Instruction 1
Edit the rows from the start of the run through the line containing "[[371, 108], [266, 95]]", changing "dot" to "point" and leaving everything else unchanged.

I'm fairly certain that RefStack can't be implemented in safe Rust without copying out the str into owned Strings, so my question is how this can be done in unsafe Rust. It feels like I might be able to get a solution such that:
The unsafeness is confined to the implementation of RefStack
The reference returned by st.get() should live at least as long as the current instance of the do_recursion function (in particular, it should be able to live past the call to st.with_element(), and this is logically safe since the &T that is returned by st.get() isn't referring to any memory owned by the RefStack anyway)
How can such a struct be implemented in (unsafe) Rust?
It feels that I could just cast the element references to pointers and store them as pointers, but I will still face difficulties expressing the requirement in the second bullet point above when casting them back to references. Or is there a better way (or by any chance is such a struct implementable in safe Rust, or already in some library somewhere)?
I think storing raw pointer is the way to go. You need a PhantomData to store the lifetime and get proper covariance:
use std::marker::PhantomData;
struct RefStack<'a, T: ?Sized> {
content: Vec<*const T>,
_pd: PhantomData<&'a T>,
}
impl<'a, T: ?Sized> RefStack<'a, T> {
fn new() -> Self {
RefStack {
content: Vec::new(),_pd: PhantomData
}
}
fn get(&self, index: usize) -> &'a T {
unsafe { &*self.content[index] }
}
fn len(&self) -> usize {
self.content.len()
}
fn with_element<'t, F: FnOnce(&mut RefStack<'t, T>)>(&mut self, el: &'t T, f: F)
where 'a: 't,
{
self.content.push(el);
let mut tmp = RefStack {
content: std::mem::take(&mut self.content),
_pd: PhantomData,
};
f(&mut tmp);
self.content = tmp.content;
self.content.pop();
}
}
(Playground)
The only unsafe code is in converting the pointer back into a reference.
The tricky part is getting the with_element right. I think that the were 'a: 't is implicit, because the whole impl depends on it (but better safe than sorry).
The last problem is how to convert a RefStack<'a, T> into a RefStack<'t, T>. I'm pretty sure I could just std::transmute it. But that would an extra unsafe to pay attention to, and creating a new temporary stack one is quite trivial.
About the 't lifetime
You may think that this 't lifetime is not actually needed, but not adding it may cause subtle unsoundness, as the callback could call get() and get values with a lifetime 'a that is actually longer than the inserted value.
For example this code should not compile. With the 't it correctly fails, but without it it compiles and causes undefined behavior:
fn breaking<'a, 's, 'x>(st: &'s mut RefStack<'a, i32>, v: &'x mut Vec<&'a i32>) {
v.push(st.get(0));
}
fn main() {
let mut st = RefStack::<i32>::new();
let mut y = Vec::new();
{
let i = 42;
st.with_element(&i, |stack| breaking(stack, &mut y));
}
println!("{:?}", y);
}
About panic!.

Instruction 2
Name every method defined in the impl block for RefStack in the RefStack passage.

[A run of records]
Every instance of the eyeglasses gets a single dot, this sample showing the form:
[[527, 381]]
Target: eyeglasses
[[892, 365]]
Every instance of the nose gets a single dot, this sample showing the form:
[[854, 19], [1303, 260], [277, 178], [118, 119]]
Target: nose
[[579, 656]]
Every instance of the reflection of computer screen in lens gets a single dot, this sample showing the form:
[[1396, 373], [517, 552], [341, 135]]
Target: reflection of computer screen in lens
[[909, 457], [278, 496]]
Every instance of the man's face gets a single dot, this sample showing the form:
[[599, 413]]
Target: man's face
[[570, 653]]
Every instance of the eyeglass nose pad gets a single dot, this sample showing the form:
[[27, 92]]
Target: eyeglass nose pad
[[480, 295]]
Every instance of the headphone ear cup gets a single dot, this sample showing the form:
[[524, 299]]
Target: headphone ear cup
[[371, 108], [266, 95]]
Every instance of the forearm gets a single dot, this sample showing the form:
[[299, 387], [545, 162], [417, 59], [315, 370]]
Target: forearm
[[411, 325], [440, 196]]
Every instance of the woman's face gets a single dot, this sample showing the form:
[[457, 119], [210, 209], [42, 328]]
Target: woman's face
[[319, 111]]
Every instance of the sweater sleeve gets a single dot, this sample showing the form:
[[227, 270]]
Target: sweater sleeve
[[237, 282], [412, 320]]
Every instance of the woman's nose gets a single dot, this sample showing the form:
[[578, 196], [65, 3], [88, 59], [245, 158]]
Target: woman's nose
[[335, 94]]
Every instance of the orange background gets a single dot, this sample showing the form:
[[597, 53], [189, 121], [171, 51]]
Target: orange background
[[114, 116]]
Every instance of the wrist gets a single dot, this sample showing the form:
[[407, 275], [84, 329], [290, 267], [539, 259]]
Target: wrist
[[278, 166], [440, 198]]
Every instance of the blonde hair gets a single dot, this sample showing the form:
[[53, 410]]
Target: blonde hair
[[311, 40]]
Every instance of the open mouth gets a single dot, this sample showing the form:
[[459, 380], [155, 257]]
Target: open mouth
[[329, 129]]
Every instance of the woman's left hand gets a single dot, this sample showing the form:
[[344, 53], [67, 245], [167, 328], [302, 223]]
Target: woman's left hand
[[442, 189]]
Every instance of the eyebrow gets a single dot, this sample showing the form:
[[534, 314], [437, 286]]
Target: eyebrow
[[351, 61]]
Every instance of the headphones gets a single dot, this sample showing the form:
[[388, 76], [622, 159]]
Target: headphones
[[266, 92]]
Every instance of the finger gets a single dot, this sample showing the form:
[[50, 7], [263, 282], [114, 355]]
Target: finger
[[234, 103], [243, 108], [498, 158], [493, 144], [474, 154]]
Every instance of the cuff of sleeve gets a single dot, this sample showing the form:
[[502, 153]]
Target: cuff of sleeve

Full answer 1
Every instance of the eyeglasses gets a single point, this sample showing the form:
[[527, 381]]
Target: eyeglasses
[[892, 365]]
Every instance of the nose gets a single point, this sample showing the form:
[[854, 19], [1303, 260], [277, 178], [118, 119]]
Target: nose
[[579, 656]]
Every instance of the reflection of computer screen in lens gets a single point, this sample showing the form:
[[1396, 373], [517, 552], [341, 135]]
Target: reflection of computer screen in lens
[[909, 457], [278, 496]]
Every instance of the man's face gets a single point, this sample showing the form:
[[599, 413]]
Target: man's face
[[570, 653]]
Every instance of the eyeglass nose pad gets a single point, this sample showing the form:
[[27, 92]]
Target: eyeglass nose pad
[[480, 295]]
Every instance of the headphone ear cup gets a single point, this sample showing the form:
[[524, 299]]
Target: headphone ear cup
[[371, 108], [266, 95]]

Full answer 2
new, get, len, with_element